EXERCISE DIRECTIONS → In your copy, include every record exactly and no pictures.

Stored dataset items
________________

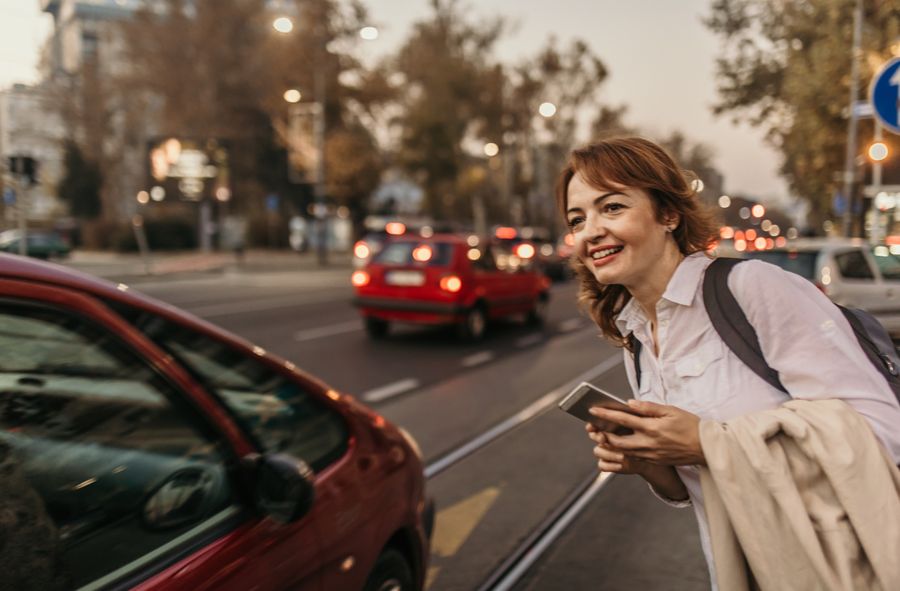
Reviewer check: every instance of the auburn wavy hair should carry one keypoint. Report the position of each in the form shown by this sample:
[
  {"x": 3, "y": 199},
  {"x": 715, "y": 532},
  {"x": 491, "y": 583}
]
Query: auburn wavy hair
[{"x": 636, "y": 163}]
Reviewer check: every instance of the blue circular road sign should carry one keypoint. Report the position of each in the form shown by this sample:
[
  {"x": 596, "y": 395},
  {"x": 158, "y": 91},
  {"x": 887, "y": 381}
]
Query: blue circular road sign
[{"x": 885, "y": 95}]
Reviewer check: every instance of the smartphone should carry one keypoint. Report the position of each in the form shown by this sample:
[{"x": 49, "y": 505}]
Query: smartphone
[{"x": 584, "y": 396}]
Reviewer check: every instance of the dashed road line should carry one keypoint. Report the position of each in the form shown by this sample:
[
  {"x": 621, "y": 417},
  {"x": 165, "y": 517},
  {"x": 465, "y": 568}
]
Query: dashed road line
[
  {"x": 529, "y": 340},
  {"x": 541, "y": 405},
  {"x": 571, "y": 324},
  {"x": 477, "y": 358},
  {"x": 327, "y": 331},
  {"x": 390, "y": 390}
]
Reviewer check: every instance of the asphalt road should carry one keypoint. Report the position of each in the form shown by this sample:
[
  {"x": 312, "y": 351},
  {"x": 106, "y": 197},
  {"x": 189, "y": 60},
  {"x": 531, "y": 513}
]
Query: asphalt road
[{"x": 492, "y": 497}]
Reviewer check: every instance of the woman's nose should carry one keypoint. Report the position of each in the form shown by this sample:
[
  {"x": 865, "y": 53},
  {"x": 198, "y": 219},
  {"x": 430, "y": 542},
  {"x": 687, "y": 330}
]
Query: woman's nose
[{"x": 594, "y": 228}]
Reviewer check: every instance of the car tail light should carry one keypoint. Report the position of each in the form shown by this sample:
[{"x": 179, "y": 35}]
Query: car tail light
[
  {"x": 451, "y": 283},
  {"x": 360, "y": 279},
  {"x": 395, "y": 228},
  {"x": 525, "y": 251},
  {"x": 361, "y": 250}
]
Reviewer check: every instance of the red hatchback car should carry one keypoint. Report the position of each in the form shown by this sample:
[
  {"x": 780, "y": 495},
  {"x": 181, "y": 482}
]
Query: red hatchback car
[
  {"x": 142, "y": 447},
  {"x": 449, "y": 279}
]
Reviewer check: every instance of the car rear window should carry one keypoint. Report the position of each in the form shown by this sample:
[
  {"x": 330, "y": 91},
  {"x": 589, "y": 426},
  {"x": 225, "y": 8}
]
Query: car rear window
[
  {"x": 801, "y": 263},
  {"x": 887, "y": 261},
  {"x": 432, "y": 254}
]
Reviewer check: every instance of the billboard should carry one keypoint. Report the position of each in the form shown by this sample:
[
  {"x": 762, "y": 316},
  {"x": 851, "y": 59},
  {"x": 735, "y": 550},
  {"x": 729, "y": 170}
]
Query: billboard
[{"x": 187, "y": 169}]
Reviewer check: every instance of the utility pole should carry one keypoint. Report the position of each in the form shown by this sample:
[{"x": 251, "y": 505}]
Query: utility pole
[
  {"x": 321, "y": 208},
  {"x": 850, "y": 156}
]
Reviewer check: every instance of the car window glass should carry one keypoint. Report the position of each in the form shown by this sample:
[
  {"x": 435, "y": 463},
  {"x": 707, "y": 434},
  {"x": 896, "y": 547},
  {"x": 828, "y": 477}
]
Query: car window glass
[
  {"x": 99, "y": 461},
  {"x": 405, "y": 253},
  {"x": 888, "y": 262},
  {"x": 853, "y": 265},
  {"x": 277, "y": 411},
  {"x": 485, "y": 260},
  {"x": 801, "y": 263}
]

________________

RESPONSE AREA →
Reviewer check: every instance of the auburn wavy hair should carry one keypoint. Report the position of each in the form shown by this sample:
[
  {"x": 3, "y": 199},
  {"x": 715, "y": 532},
  {"x": 491, "y": 583}
]
Query: auburn wavy hair
[{"x": 636, "y": 163}]
Reviewer check: every instance of the blue circular road sign should carry one keypoint. Report the position of each in the form shown by this sample:
[
  {"x": 596, "y": 395},
  {"x": 158, "y": 91},
  {"x": 887, "y": 381}
]
Query: blue circular road sign
[{"x": 885, "y": 95}]
Reviewer check: every instance of the smartphone should carry one keypoint. Report the position of each in the form shown by this sample:
[{"x": 49, "y": 505}]
Query: smartphone
[{"x": 584, "y": 396}]
Reviewer check: every instance of the dashed road line should carry one keypoint. Report the position of each in the form shown by this sample:
[
  {"x": 621, "y": 417},
  {"x": 165, "y": 517},
  {"x": 465, "y": 568}
]
Query: dashed road line
[
  {"x": 529, "y": 340},
  {"x": 541, "y": 405},
  {"x": 571, "y": 324},
  {"x": 477, "y": 358},
  {"x": 327, "y": 331},
  {"x": 390, "y": 390}
]
Reviewer check: every instance of the asphalt road should carry one keypoint. Report the position of each in the form shown by this sample:
[
  {"x": 312, "y": 351},
  {"x": 106, "y": 197},
  {"x": 189, "y": 60},
  {"x": 531, "y": 513}
]
Query: asphalt road
[{"x": 492, "y": 497}]
Reviewer check: every instance of the woman's nose should carry one keypoint. Report the position of each in the form shown by this sample:
[
  {"x": 865, "y": 53},
  {"x": 198, "y": 219},
  {"x": 430, "y": 542},
  {"x": 687, "y": 330}
]
Query: woman's nose
[{"x": 594, "y": 228}]
Reviewer check: every instance of the car tail light should carry one keypoint. Report the position of each in the form shown by this sample:
[{"x": 179, "y": 35}]
Query: car tail light
[
  {"x": 451, "y": 283},
  {"x": 360, "y": 279},
  {"x": 395, "y": 228},
  {"x": 525, "y": 251},
  {"x": 361, "y": 250}
]
Reviewer check: every instance of the red hatchback car should carry one keypoint. Report the position of each in the form shown by this sample:
[
  {"x": 780, "y": 495},
  {"x": 181, "y": 482}
]
Query: red hatchback car
[
  {"x": 142, "y": 447},
  {"x": 449, "y": 279}
]
Reviewer check: every instance of the car rear window should carry one keypoint. Report the position of each in the form shown by this sample:
[
  {"x": 330, "y": 91},
  {"x": 589, "y": 426},
  {"x": 225, "y": 8}
]
Query: car rear window
[
  {"x": 801, "y": 263},
  {"x": 887, "y": 261},
  {"x": 432, "y": 254}
]
Reviewer check: every instance of the billboard should carry one keypoint. Report the position of each in the form shown by this sample:
[
  {"x": 762, "y": 316},
  {"x": 851, "y": 59},
  {"x": 735, "y": 550},
  {"x": 729, "y": 170}
]
Query: billboard
[{"x": 187, "y": 169}]
Reviewer check: every instance of the utility pole should carry one keypoint. Report the position of each in the form shown by this sample:
[{"x": 251, "y": 505}]
Query: utility pole
[
  {"x": 321, "y": 208},
  {"x": 850, "y": 156}
]
Reviewer check: every instance of the car window glass should carry one keypoint. Report the position of each in the form shown by this sample:
[
  {"x": 435, "y": 463},
  {"x": 707, "y": 434},
  {"x": 896, "y": 547},
  {"x": 828, "y": 477}
]
Query: car window glass
[
  {"x": 99, "y": 461},
  {"x": 405, "y": 253},
  {"x": 888, "y": 262},
  {"x": 853, "y": 265},
  {"x": 277, "y": 411},
  {"x": 485, "y": 260},
  {"x": 801, "y": 263}
]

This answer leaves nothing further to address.